* JOB: Extend the wartime article below on German fear of the advancing Russian armies, picking up after its last paragraph about mutiny among German troops.

* PAGE TEXT:
******

Here come the Russians

No phenomenon of the war is more significant than the terror engendered among the German people by the nearer approach of the Russian armies. Cruelties practiced upon war prisoners and civilians in Russia by the German Wehrmacht are well known throughout Germany. Hitler’s government has even encouraged home folk to inflict similar brutalities on Russian war prisoners and upon the hundreds of thousands of civilian men, women, and girls kidnaped from Russian cities and villages into slavery.

More than a million and a half Russians are estimated to have died miserably in Germany and Poland since the summer of 1941 from this savage treatment. Even the tormented Poles have fared better. As the Russian armies hammer their way through the Baltic States and Poland, the German home front is afflicted with a fright obviously resulting from “consciousness of guilt.”

The first mutiny

For the first time since the war began, mutiny has appeared among German troops engaged in front operations. This is a partial explanation of the swift collapse of the powerful German siege position before Leningrad, which Hitler and the High Command considered impregnable. The imprisonment of the German commander of the whole area, the execution of three famous German field generals involved in this breakdown, the shooting of contingents of mutinous troops, the imprisonment of others in concentration camps, all show that the German High Command recognizes mutiny — the most insidious of all dangers besetting an unsuccessful army.

******

* SUPPLIED INFORMATION:
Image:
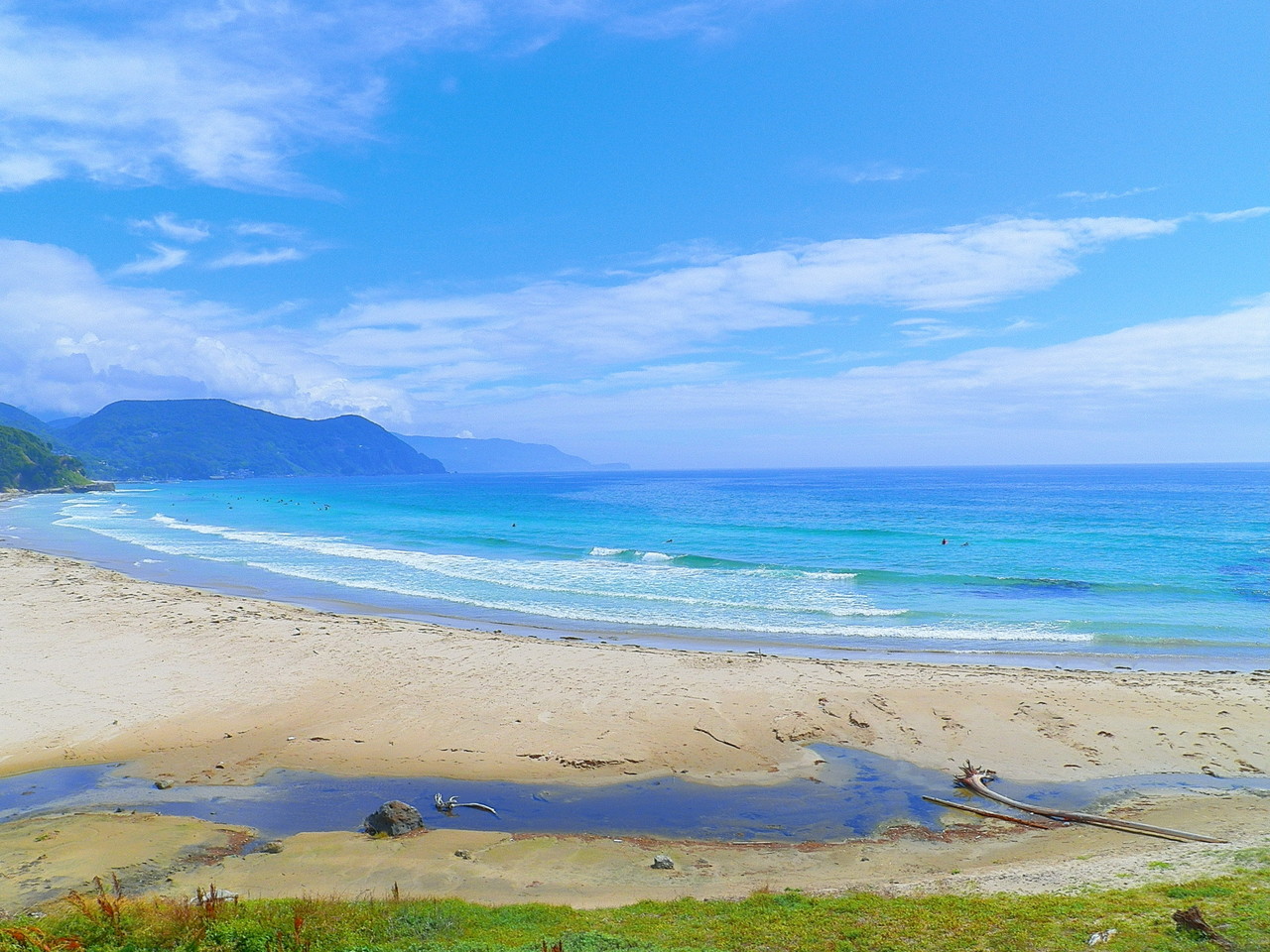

******

* EXERCISE OUTPUT:
The troops involved were long inactive in fortifications which the Russian armies did not seriously menace until this past winter. Such situations generally impair morale. Whether any parallel exists between the mood of the Wehrmacht west of Leningrad three months ago and the mood of the defense garrisons manning the Atlantic Wall (which have been inactive much longer) remains to be seen.

What is important is the evidence of increasing dissension among officers in the Wehrmacht and questioning of Hitler’s orders by its ranking leaders. Here is the Achilles heel of the whole German war structure — as Himmler’s hasty visit to Latvia to mete out punishments indicates.

Can Germany dig in?

How do the Nazis expect to counter threats now raised by Russia from her brilliantly won vantage points in the Baltic States and approaches to Eastern Poland? How stay the avalanches accumulated above Lwow and the Eastern Carpathians, where the last rail supply line from Germany to Southwestern Russia and the main trunk line into Rumania from the North have been neutralized?

How can the Germans block the tidal wave surging toward the Balkans? Germany is heavily outnumbered on the eastern front in every sector of strategic importance. To complicate matters for her, though Russia’s immense reserves are yet uncommitted, Josef Stalin releases news of still another host whose training approaches completion. Clearly, this unsuspected — and to the Germans unwelcome — addition to Russian might must be faced in the coming grand Allied offensive.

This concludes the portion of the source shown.